#### [SELECTION]
Mixtape by Samuel Mancini
- Released: February 26, 2021
- Recorded: 2016–2020
- Genre: Pop
- Length: 44:44
- Label: Eric West Management Group
- Producers: Al Torrence; Samuel Mancini; ALVY; Kerim Wilhelm; Eric West;

Samuel Mancini chronology
| Attention (2016) | Feed the Fire (2021) |  |

= Feed the Fire (Samuel Mancini album) =

2021 mixtape by Samuel Mancini

Feed the Fire is the debut mixtape by American singer and actor Samuel Mancini. It was released on February 26, 2021, by Eric West Management Group.

==Commercial performance==
Feed the Fire debuted at number 58 on the Billboard Top Current Album Sales chart in the week ending March 13, 2021. Following the reissue of the Deluxe Red Edition of Feed the Fire released on October 22, 2021, the mixtape debuted at number 21 on the Billboard Top Heatseekers chart, number 54 on the Top Album Sales and re-entered the Billboard Top Current Album Sales at number 36 in the week ending November 6, 2021.

#### [EXERCISES]
**A)** From the Feed the Fire article, quote the passage starting at "Samuel Mancini chronology" and ending at "November 6, 2021.".
**B)** Translate this sentence from the Feed the Fire article into Spanish: "Feed the Fire is the debut mixtape by American singer and actor Samuel Mancini."

#### [DATA LINES]
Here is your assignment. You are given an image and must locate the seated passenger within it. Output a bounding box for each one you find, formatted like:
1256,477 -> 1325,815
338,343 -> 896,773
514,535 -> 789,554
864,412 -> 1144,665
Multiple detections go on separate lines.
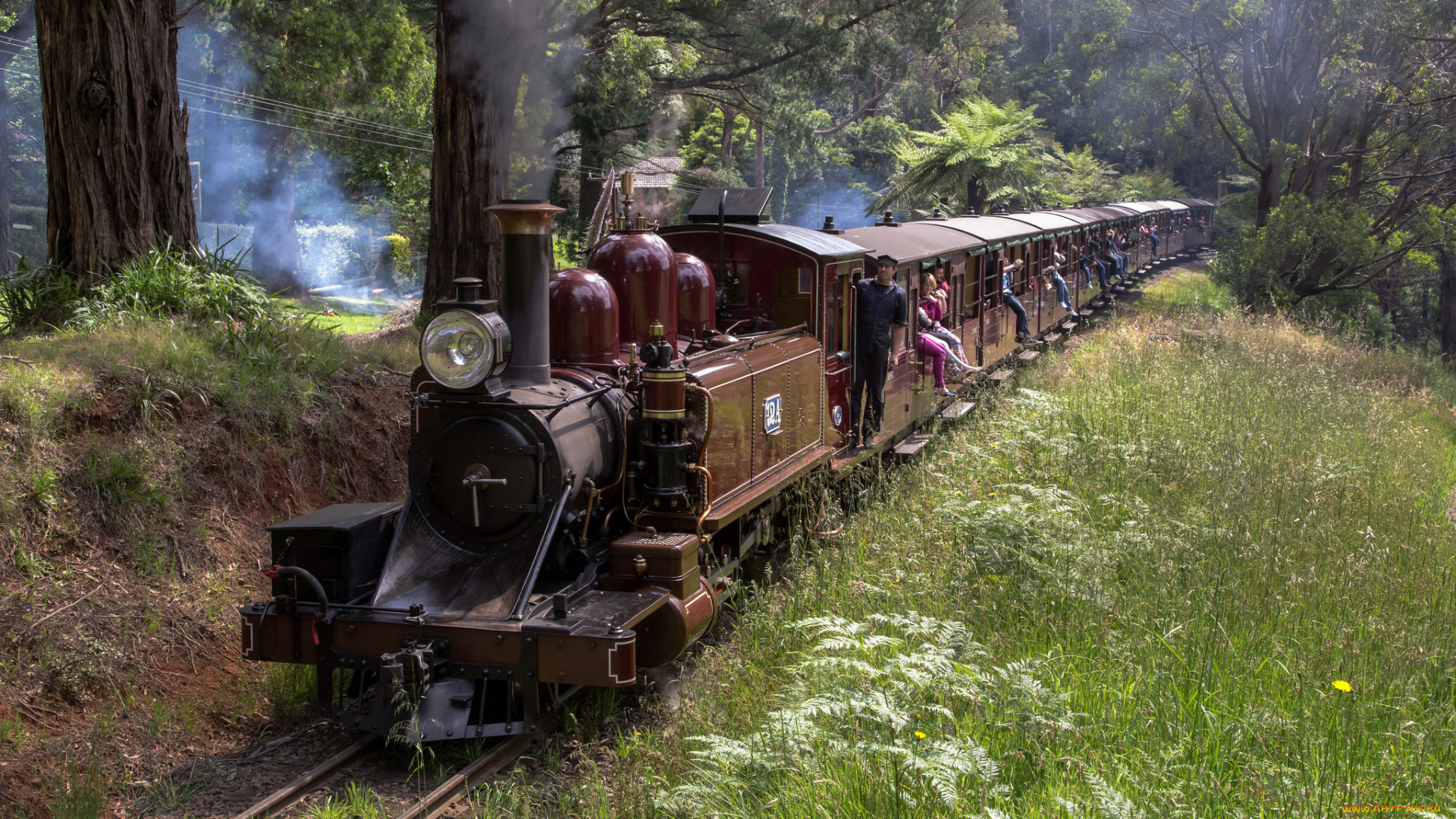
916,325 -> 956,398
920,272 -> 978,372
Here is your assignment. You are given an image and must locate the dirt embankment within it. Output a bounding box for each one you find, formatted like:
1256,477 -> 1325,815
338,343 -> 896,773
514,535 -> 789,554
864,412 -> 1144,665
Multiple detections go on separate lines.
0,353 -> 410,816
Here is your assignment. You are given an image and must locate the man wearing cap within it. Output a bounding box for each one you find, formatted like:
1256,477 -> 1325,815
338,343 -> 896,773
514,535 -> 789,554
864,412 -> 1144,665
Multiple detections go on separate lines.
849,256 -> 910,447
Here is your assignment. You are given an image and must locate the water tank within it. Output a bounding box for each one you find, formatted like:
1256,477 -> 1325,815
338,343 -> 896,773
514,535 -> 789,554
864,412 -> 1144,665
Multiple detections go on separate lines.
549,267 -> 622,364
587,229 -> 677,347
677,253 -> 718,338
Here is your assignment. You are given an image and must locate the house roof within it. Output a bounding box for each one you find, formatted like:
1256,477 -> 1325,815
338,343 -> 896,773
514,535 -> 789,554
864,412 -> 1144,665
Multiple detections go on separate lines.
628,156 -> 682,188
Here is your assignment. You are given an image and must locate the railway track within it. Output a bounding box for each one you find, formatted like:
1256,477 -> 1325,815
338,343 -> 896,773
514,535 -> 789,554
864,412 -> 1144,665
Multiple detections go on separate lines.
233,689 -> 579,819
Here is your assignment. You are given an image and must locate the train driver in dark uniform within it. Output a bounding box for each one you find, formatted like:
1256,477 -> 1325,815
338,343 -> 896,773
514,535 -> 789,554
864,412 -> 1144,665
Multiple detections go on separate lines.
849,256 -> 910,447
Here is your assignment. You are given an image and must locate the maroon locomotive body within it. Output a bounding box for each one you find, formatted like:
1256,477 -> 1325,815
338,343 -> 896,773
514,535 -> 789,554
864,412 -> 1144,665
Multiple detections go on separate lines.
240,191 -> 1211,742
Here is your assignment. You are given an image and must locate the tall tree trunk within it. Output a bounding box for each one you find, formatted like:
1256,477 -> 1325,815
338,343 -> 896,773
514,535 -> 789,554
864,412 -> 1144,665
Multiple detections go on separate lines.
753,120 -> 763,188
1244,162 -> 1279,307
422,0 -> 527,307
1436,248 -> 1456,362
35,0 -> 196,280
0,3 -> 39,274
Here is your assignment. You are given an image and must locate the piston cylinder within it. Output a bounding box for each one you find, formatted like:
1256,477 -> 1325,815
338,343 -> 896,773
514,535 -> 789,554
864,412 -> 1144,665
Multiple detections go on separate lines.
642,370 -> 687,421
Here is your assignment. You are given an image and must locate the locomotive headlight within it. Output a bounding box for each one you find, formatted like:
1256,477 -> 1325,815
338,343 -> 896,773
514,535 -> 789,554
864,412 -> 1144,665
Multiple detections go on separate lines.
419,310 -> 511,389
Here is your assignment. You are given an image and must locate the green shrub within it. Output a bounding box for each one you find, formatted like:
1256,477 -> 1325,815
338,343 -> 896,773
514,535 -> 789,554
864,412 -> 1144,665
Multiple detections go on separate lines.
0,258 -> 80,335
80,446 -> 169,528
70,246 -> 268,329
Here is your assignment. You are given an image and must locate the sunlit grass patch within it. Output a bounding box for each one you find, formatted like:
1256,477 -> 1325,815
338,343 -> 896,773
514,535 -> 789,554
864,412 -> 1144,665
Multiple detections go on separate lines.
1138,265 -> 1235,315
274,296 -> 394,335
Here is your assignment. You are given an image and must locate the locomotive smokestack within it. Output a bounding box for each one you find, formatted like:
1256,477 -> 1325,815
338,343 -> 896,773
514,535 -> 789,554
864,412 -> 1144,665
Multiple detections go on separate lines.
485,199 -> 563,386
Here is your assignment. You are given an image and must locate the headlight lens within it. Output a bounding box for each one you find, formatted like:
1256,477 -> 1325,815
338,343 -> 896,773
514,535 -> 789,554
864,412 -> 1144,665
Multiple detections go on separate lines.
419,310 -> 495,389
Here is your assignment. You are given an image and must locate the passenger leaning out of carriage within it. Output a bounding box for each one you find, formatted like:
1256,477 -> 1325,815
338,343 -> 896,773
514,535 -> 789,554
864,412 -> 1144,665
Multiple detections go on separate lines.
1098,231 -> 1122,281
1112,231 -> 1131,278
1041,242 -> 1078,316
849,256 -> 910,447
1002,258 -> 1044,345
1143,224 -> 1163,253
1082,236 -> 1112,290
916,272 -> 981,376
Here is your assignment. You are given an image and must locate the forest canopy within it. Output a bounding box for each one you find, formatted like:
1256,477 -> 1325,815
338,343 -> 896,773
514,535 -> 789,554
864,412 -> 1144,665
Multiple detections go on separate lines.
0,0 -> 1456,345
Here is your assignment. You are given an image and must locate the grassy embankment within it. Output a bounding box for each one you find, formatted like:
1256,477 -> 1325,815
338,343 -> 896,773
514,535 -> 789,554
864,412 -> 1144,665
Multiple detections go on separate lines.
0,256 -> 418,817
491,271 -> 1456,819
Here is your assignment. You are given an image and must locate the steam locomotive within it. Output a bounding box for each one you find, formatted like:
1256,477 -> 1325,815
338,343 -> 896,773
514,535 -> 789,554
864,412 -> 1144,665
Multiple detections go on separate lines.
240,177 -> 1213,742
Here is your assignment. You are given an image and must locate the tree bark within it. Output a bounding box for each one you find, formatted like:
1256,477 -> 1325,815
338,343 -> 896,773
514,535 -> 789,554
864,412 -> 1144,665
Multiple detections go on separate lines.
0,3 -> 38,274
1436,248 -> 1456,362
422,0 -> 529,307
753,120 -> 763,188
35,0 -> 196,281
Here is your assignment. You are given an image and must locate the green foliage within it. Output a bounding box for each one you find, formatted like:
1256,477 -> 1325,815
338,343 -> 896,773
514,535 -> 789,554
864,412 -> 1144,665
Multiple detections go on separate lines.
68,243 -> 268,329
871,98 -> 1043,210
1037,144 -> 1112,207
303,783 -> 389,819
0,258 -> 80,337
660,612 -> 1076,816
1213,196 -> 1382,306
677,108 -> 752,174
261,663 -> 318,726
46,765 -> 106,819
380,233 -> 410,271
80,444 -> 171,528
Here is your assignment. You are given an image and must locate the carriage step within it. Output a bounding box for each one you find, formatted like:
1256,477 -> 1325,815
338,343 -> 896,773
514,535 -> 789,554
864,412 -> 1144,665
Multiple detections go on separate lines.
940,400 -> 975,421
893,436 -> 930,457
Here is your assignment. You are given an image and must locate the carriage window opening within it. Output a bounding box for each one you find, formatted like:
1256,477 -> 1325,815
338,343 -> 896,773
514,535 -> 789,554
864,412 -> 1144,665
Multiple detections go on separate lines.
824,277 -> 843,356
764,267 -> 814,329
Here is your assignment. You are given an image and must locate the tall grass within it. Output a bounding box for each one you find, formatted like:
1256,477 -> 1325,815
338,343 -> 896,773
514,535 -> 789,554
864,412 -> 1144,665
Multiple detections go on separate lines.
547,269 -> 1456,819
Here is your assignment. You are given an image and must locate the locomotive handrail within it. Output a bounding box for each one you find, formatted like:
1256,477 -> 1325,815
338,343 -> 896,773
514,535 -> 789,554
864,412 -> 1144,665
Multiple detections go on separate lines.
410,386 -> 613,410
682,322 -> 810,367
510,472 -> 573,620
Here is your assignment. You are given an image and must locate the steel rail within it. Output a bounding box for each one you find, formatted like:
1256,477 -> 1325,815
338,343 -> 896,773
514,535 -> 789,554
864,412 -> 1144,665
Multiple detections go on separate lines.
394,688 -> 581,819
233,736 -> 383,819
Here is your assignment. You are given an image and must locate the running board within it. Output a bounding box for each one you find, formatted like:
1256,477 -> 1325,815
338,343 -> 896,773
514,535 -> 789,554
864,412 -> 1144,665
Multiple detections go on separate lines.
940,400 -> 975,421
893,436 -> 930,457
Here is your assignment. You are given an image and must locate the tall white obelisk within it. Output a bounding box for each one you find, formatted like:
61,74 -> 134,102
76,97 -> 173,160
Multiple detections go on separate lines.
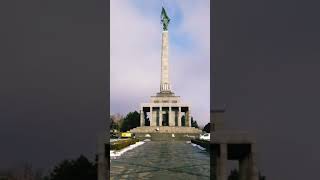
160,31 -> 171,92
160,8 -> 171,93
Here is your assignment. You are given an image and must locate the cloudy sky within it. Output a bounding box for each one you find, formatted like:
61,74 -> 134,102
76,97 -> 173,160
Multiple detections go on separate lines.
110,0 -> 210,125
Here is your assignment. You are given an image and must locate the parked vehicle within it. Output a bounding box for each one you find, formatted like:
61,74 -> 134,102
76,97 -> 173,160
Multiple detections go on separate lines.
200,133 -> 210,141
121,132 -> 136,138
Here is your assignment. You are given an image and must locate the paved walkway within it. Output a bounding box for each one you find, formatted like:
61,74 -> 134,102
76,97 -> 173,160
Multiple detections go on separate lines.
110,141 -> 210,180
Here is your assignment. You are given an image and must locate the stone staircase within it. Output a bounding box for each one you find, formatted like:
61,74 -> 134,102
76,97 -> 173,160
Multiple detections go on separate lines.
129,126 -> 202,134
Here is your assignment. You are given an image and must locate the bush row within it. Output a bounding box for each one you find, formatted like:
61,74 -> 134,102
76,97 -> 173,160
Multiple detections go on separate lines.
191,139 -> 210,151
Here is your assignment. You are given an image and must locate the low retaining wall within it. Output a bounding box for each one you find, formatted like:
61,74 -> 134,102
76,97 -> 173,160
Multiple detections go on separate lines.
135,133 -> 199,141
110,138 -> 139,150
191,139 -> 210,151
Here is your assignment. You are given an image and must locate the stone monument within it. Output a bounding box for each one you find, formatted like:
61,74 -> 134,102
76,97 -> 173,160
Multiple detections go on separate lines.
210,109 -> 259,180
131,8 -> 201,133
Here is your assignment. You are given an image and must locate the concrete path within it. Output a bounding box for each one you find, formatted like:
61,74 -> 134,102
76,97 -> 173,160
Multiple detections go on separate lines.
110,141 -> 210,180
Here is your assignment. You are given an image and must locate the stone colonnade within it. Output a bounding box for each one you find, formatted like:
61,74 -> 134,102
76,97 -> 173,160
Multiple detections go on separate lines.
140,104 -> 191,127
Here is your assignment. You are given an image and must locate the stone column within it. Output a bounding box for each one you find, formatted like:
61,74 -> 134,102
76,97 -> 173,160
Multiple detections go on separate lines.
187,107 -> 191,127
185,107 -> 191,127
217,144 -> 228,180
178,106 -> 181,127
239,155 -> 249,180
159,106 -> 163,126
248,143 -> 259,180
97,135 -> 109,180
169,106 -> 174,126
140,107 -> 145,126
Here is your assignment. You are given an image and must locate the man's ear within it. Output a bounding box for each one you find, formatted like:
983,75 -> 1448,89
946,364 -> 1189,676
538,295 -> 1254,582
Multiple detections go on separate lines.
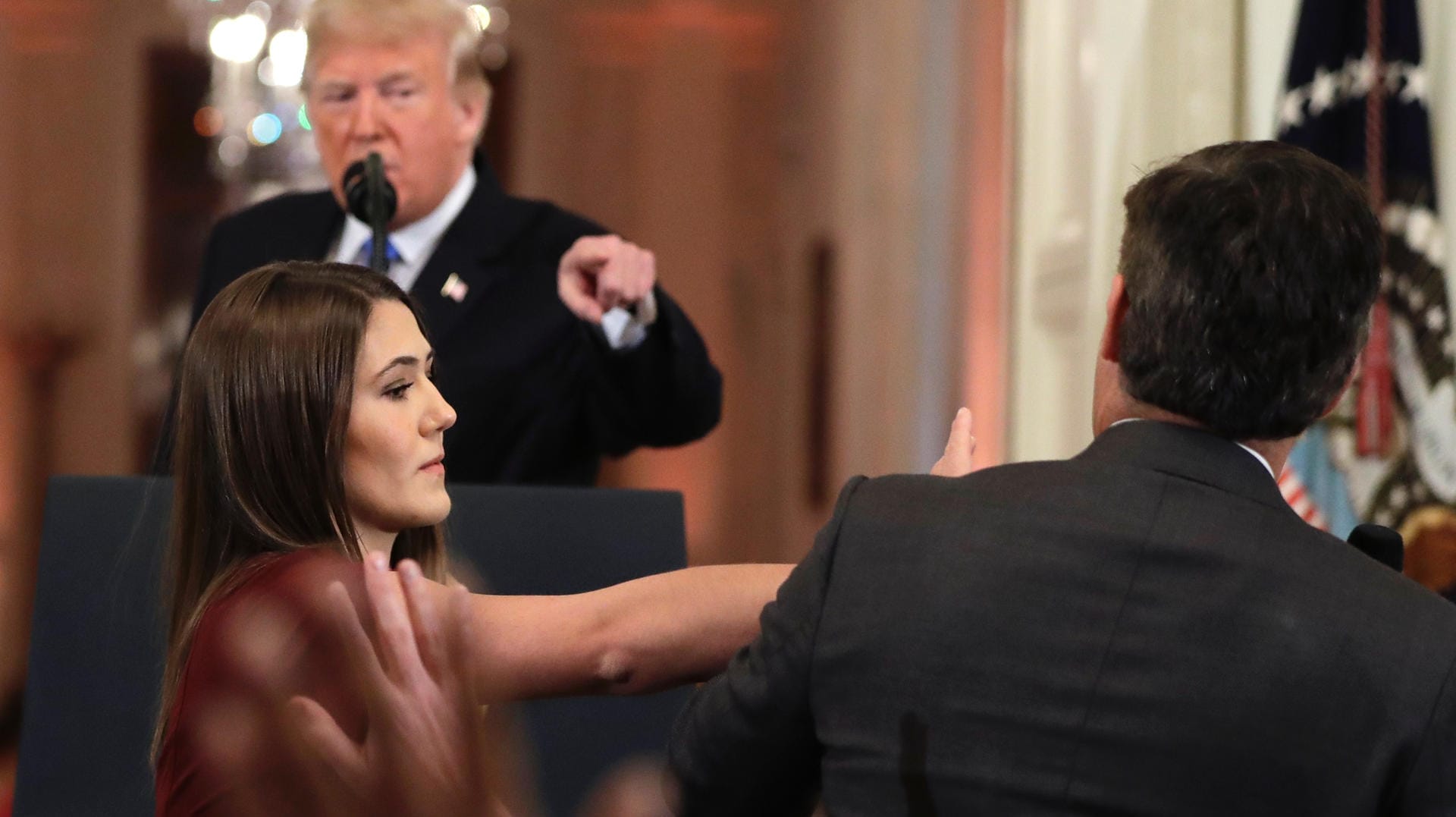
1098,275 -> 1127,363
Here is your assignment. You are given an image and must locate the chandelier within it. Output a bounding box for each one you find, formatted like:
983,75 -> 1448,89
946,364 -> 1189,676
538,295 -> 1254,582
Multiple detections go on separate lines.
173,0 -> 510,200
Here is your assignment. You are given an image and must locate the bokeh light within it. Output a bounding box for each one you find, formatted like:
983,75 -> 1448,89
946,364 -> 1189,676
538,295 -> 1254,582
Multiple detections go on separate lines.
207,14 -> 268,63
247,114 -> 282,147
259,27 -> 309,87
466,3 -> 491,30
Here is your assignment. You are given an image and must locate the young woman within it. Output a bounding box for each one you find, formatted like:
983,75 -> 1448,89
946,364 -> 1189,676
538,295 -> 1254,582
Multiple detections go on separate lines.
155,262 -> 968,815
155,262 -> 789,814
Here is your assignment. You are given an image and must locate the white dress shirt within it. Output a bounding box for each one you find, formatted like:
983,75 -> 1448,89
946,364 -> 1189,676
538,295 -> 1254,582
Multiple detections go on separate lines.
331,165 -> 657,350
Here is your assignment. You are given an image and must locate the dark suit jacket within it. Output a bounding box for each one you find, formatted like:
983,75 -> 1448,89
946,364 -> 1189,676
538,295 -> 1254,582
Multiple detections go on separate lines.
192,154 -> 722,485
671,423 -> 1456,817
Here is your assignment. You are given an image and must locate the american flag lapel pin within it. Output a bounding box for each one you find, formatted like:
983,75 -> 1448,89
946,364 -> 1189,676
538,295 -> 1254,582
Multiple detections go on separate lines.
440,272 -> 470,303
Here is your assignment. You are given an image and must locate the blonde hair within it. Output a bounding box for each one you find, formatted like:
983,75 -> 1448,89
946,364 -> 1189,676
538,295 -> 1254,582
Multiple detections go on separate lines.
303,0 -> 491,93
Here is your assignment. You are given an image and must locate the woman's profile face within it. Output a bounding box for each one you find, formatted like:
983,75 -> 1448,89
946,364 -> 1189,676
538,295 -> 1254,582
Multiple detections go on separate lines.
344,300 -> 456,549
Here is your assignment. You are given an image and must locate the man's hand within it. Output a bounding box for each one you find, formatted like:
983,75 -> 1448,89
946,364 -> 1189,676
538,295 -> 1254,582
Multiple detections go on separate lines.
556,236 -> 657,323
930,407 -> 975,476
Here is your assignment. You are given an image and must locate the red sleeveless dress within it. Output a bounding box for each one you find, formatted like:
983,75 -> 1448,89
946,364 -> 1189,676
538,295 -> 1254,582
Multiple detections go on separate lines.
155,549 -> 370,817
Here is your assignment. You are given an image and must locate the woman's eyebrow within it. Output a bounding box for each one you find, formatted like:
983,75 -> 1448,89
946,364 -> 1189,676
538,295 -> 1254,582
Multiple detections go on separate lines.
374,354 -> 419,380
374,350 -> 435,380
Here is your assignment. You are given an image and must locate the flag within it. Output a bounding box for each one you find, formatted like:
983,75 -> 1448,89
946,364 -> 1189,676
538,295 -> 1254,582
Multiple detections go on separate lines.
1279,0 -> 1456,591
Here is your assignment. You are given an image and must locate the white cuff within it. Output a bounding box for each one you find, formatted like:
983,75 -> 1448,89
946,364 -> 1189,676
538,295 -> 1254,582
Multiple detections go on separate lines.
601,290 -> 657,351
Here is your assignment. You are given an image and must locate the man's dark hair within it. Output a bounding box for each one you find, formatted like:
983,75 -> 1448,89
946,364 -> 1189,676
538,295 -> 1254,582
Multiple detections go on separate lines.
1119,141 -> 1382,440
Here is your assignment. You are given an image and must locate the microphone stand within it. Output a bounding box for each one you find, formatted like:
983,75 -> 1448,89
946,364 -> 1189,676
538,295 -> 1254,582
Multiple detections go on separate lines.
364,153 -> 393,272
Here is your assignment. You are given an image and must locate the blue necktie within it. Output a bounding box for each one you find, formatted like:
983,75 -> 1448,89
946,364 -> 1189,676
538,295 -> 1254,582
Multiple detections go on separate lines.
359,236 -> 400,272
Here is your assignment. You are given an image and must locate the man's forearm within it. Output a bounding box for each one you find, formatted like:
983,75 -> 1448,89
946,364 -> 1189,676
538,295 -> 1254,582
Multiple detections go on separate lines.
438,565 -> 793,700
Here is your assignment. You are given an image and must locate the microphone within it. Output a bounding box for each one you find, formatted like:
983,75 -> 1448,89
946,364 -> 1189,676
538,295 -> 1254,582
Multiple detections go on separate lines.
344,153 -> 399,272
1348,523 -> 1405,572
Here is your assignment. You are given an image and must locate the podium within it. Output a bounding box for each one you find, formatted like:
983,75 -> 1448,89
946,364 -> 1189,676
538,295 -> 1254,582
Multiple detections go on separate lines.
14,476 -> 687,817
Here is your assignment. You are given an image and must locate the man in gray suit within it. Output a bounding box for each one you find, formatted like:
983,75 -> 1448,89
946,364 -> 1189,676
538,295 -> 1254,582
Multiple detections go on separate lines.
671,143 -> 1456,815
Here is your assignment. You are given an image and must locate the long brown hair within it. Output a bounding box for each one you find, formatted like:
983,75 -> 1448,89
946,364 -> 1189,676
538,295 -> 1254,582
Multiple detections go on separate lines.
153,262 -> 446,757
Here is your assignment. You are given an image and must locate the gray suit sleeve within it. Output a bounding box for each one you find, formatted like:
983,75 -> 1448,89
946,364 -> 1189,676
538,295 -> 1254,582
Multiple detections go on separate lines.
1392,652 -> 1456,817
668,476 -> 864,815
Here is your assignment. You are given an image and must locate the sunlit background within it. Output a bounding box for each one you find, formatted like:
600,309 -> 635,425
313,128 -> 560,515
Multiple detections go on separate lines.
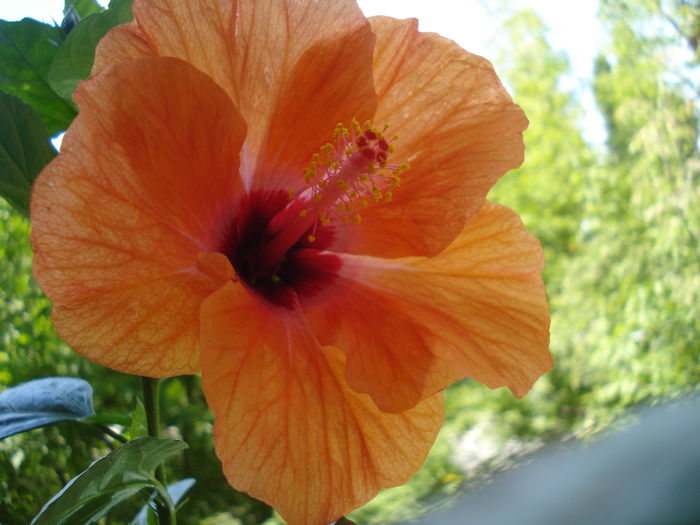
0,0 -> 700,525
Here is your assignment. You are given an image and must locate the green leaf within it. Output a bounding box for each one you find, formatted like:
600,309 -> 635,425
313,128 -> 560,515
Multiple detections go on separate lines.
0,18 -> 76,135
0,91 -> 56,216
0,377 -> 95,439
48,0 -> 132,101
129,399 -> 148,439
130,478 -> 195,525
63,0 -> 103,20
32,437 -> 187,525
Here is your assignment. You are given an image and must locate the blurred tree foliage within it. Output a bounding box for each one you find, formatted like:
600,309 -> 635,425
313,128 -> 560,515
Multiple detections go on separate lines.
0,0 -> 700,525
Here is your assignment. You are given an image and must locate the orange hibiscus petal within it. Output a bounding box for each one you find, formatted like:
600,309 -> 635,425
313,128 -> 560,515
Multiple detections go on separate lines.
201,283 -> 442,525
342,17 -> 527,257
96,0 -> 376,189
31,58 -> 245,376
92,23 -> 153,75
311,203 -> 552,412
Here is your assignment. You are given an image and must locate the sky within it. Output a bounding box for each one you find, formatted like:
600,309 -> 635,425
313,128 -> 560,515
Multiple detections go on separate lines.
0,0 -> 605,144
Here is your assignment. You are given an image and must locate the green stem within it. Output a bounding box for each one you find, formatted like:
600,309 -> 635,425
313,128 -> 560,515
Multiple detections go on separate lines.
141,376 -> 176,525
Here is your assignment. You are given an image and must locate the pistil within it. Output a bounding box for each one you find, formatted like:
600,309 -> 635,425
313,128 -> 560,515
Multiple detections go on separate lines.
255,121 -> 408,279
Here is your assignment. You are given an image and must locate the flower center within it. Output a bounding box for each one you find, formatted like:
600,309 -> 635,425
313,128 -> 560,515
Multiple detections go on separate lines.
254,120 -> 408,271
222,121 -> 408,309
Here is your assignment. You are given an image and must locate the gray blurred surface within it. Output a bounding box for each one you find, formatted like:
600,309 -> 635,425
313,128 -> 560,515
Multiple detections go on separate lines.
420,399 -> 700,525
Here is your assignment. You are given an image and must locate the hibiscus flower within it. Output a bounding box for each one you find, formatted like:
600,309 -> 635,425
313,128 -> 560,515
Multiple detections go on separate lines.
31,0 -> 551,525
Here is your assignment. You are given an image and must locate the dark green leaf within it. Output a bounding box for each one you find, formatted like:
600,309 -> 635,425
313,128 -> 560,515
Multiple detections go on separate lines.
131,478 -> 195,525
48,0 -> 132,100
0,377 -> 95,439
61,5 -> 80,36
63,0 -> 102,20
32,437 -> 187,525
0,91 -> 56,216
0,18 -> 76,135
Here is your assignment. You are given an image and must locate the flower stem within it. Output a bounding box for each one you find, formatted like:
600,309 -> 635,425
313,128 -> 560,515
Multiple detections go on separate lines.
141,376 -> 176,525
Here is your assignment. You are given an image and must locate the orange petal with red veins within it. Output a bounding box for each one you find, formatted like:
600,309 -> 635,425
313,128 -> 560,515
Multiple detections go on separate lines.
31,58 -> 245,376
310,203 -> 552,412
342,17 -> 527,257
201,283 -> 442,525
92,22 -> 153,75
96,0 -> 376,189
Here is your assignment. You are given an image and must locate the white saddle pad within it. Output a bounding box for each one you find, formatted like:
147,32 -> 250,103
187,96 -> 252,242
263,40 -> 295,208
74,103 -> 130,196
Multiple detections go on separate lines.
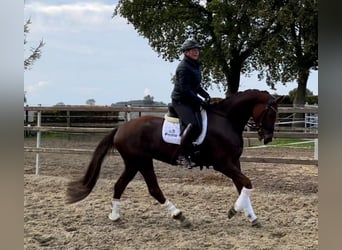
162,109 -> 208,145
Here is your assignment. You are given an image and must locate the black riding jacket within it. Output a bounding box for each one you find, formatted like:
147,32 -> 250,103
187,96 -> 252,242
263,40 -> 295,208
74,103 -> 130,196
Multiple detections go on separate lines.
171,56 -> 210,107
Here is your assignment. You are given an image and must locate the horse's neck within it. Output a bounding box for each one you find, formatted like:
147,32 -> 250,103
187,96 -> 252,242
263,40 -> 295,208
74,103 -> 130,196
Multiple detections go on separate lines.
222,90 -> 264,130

#### [WORKED SOLUTIONS]
**A)**
Samuel Mancini chronology
| Attention (2016) | Feed the Fire (2021) |  |

= Feed the Fire (Samuel Mancini album) =

2021 mixtape by Samuel Mancini

Feed the Fire is the debut mixtape by American singer and actor Samuel Mancini. It was released on February 26, 2021, by Eric West Management Group.

==Commercial performance==
Feed the Fire debuted at number 58 on the Billboard Top Current Album Sales chart in the week ending March 13, 2021. Following the reissue of the Deluxe Red Edition of Feed the Fire released on October 22, 2021, the mixtape debuted at number 21 on the Billboard Top Heatseekers chart, number 54 on the Top Album Sales and re-entered the Billboard Top Current Album Sales at number 36 in the week ending November 6, 2021.

**B)** Feed the Fire es el mixtape debut del cantante y actor estadounidense Samuel Mancini.